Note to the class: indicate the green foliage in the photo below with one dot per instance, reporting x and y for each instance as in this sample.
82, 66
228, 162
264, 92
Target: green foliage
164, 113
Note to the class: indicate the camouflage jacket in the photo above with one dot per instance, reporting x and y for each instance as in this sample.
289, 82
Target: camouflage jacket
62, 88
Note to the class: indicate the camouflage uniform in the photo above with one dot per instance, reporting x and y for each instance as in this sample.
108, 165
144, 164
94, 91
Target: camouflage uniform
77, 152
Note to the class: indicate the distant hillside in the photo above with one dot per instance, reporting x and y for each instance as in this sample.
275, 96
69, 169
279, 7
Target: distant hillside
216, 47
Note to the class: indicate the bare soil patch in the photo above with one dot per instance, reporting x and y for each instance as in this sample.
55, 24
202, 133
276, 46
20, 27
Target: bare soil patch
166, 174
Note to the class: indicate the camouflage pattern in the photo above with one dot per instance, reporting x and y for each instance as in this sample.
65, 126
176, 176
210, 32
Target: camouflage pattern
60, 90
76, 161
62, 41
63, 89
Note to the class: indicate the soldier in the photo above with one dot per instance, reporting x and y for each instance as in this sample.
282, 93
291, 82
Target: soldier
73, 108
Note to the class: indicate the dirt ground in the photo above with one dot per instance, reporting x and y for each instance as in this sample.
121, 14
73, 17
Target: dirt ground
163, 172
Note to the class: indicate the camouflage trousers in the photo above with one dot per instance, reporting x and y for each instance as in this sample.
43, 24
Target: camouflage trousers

Task to carry out =>
Whenever a line in the material contains the word "trousers", copy that line.

Finished exercise =>
Note to the class: indicate the camouflage trousers in the photo above with one dot per instance, reporting x and y for each instance as in this sample.
Target: camouflage trousers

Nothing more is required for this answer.